■ Provided passage:
Subject: Redeemer Downtown Devotional: Tenth Sunday after Pentecost - August 5, 2012
Photo by Ashley Buechele
Tenth Sunday after Pentecost - August 5, 2012
These devotionals are to help you prepare for each Sunday to come in the Christian Calendar.*
Luke 14:1-14 (ESV)
This banquet scene is one of many found throughout the Gospel of Luke and serves as a reminder of the power and meaning of hospitality and friendship. The meal is presented as a moment of fellowship, welcome and embrace. On the one hand, this banquet is unlike any other that we will experience in our lifetimes. In it, Jesus has a pointed theological exchange with religious leaders, and then he heals a man with dropsy. These are events we don’t witness every day! On the other hand, there is an everyday simplicity to Jesus’ gesture and to his teaching on the nature of hospitality and welcome.

■ Provided material:
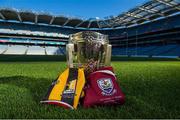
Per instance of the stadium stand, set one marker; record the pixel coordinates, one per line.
(35, 50)
(151, 30)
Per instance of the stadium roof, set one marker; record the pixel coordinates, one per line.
(149, 11)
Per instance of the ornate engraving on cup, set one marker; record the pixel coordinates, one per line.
(88, 49)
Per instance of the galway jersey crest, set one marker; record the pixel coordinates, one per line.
(106, 85)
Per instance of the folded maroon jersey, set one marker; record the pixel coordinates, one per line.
(103, 89)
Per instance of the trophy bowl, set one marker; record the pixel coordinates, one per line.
(88, 49)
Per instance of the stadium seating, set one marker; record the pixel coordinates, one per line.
(165, 51)
(16, 49)
(35, 50)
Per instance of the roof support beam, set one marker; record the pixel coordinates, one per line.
(153, 11)
(136, 16)
(66, 22)
(52, 20)
(19, 16)
(79, 24)
(168, 4)
(108, 24)
(36, 19)
(2, 16)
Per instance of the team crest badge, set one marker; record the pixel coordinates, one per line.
(106, 85)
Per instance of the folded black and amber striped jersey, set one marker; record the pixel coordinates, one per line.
(66, 90)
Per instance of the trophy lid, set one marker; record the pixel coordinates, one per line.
(89, 36)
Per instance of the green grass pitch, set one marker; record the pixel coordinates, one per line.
(152, 90)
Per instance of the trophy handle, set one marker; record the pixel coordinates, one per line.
(108, 55)
(69, 54)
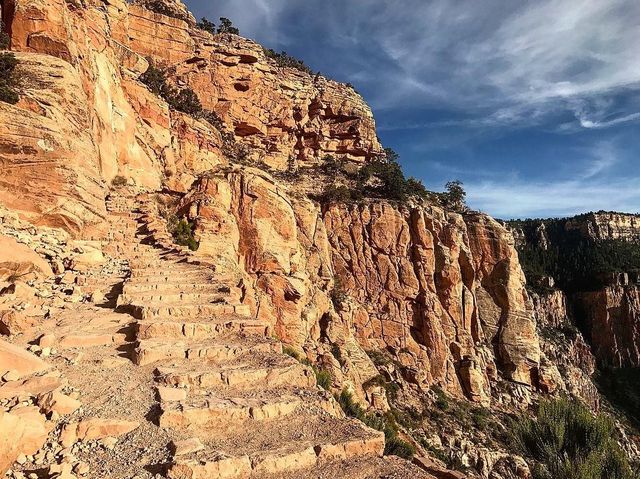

■ Goal of the exercise:
In the devotional, shorten the paragraph beginning "This banquet scene is one of many" while keeping its main facts.

■ Result for this task:
This banquet, one of many in Luke's Gospel, recalls the power and meaning of hospitality and friendship, presenting the meal as fellowship, welcome and embrace. It is unlike any banquet we will attend: Jesus has a pointed theological exchange with religious leaders and heals a man with dropsy. Yet Jesus' gesture and his teaching on hospitality and welcome have an everyday simplicity.